Rakshana () is a 1993 Telugu-language action film, produced by Akkineni Venkat under the Annapurna Studios banner and directed by Uppalapati Narayana Rao. It stars Nagarjuna and Shobhana, with music composed M. M. Keeravani. Dubbed into Tamil and released as Kaaval Thurai.

Plot
Bose is an A.C.P. from Visakhapatnam who comes to Hyderabad. He stays with his friend. He is known for his righteous but raging actions, and his friend gets worried about it. Bose tries to stop Chinna and Nalla Sreenu, who are both brothers and underworld dons. Bose arrests Chinna as he seeks revenge on him. Meanwhile, Padma falls in love with Bose as they eventually get married and have a daughter. Nalla Sreenu becomes a party president. Bose and his friend try to end Chinna and Nalla Sreenu's schemes and stop their crimes. Chinna kills Bose's friend when the latter and Bose kidnap Chinna. Eventually, Chinna kidnaps Bose's daughter. How Bose saves his daughter and finishes the villains forms the rest of the story.

● Records
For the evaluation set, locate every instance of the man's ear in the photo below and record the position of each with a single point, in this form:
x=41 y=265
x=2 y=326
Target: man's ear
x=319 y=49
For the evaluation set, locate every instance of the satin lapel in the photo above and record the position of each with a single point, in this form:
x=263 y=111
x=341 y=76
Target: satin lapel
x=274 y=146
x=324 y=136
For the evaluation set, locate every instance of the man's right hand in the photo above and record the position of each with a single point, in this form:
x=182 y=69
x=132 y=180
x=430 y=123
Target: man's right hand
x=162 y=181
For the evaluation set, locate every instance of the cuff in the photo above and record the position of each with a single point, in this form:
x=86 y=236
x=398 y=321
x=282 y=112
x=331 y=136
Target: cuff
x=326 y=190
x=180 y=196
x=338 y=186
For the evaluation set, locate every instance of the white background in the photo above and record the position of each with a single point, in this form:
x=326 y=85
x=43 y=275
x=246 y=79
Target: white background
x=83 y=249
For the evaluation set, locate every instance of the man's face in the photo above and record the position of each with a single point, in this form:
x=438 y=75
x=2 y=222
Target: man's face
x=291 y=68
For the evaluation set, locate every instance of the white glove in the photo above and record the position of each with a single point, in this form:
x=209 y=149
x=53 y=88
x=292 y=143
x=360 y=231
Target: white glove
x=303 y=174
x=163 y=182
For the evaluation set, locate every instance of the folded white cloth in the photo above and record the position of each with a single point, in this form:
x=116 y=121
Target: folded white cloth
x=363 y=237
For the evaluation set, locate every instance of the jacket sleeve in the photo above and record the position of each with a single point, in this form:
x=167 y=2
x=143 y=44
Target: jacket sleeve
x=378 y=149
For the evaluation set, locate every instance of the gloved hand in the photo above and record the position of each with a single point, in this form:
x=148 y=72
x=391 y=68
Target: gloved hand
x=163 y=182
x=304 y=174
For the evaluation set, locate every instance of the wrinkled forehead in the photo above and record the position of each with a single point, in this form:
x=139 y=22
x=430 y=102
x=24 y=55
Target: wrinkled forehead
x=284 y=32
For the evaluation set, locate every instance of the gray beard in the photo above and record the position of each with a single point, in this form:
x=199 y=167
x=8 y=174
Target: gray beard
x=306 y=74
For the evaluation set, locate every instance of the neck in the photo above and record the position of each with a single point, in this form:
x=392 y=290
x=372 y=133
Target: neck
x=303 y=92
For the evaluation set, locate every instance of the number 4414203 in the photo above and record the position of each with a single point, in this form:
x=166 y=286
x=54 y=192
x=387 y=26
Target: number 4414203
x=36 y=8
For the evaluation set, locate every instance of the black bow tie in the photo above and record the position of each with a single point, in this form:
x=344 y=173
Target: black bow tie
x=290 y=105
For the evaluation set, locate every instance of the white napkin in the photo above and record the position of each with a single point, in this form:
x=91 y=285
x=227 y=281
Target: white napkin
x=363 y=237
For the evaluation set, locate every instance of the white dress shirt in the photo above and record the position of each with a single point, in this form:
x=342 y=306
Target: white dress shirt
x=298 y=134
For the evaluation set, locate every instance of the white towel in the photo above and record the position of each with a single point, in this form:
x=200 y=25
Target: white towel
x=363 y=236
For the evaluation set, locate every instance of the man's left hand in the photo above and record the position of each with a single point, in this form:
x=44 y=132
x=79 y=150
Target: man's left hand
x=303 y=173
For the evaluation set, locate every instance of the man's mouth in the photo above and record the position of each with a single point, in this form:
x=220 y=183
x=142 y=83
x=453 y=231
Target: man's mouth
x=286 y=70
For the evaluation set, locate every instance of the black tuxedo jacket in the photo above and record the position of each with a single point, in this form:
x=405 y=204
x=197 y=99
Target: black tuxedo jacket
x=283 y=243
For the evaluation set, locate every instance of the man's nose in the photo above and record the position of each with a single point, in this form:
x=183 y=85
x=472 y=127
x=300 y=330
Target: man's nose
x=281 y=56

● What you have to do
Rewrite the film summary starting at "Rakshana () is" and ending at "as Kaaval Thurai.", switching "action film" to "drama film". The records play no part in the work on this page.

● Result of the task
Rakshana () is a 1993 Telugu-language drama film, produced by Akkineni Venkat under the Annapurna Studios banner and directed by Uppalapati Narayana Rao. It stars Nagarjuna and Shobhana, with music composed M. M. Keeravani. Dubbed into Tamil and released as Kaaval Thurai.